begin Supplied information

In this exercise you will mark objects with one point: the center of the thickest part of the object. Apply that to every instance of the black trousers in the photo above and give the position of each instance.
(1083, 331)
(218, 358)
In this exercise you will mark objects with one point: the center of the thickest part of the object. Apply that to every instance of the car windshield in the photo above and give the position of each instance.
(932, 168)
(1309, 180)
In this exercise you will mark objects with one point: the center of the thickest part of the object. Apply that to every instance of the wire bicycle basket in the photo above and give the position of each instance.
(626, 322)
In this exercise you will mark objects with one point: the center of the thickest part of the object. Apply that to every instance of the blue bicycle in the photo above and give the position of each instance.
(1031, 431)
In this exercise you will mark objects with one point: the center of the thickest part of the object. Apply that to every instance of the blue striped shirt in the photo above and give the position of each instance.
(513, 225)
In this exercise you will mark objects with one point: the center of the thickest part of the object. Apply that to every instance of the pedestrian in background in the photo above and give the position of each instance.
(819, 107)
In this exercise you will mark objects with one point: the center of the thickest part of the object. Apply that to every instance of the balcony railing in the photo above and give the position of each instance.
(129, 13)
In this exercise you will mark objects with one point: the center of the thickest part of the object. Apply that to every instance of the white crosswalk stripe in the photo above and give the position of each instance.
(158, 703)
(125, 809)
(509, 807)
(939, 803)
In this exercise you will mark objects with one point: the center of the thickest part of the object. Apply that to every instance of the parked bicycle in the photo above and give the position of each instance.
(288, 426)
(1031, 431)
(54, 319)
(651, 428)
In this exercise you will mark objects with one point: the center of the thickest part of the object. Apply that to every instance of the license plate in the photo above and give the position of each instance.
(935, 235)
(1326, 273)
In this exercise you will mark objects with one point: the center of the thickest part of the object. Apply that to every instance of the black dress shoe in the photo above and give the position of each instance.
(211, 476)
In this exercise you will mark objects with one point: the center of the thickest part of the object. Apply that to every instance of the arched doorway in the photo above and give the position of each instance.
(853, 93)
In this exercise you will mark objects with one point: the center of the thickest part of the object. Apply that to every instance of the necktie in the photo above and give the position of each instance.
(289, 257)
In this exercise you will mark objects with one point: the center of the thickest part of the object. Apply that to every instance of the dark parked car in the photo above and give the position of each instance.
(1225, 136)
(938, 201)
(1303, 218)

end Supplied information

_Task prompt_
Reproduce verbatim the stretch of the rows above from the line containing "of the white" through the last line of the rows.

_The completed task_
In this exercise you will mark objects with one point: the center of the thickest part of the object. Apply that to every instance of the white crosswalk stripe in the photo above and give the position of each instance.
(158, 703)
(125, 809)
(509, 807)
(939, 803)
In this exercise you will mark objects with one point: the center of the thickest part of the object. Apply that to every instance of the parked bicycle in the photo above and give the position of each instance.
(288, 426)
(1031, 431)
(54, 319)
(651, 428)
In this exercise you will mark objects with one point: the center of the thickest part of the object. Apply that to every instance of the license plate in the photo above and give the position of each instance.
(935, 235)
(1326, 273)
In this exercise you will mark objects with one point: the center of the thickest part of the object. Apply that to every instance of the black dress shoe in the photo above and give the position of each instance.
(211, 476)
In this exercise you will mark objects with one point: the center of the thickest part of the object. Apply that to every instance of the arched doorway in the photo above and give the position of each instance.
(853, 93)
In this exercise you will mark objects with one point: the center of the thickest part of the object. Apply that to every instance of the necktie in the photo above and give the position of each instance.
(289, 257)
In this exercise you will mark objects with one point: the center of the thickest part of the object. Apply that to every instance of the dark parked car in the photo above and give the position of each instance.
(1225, 136)
(938, 201)
(1303, 218)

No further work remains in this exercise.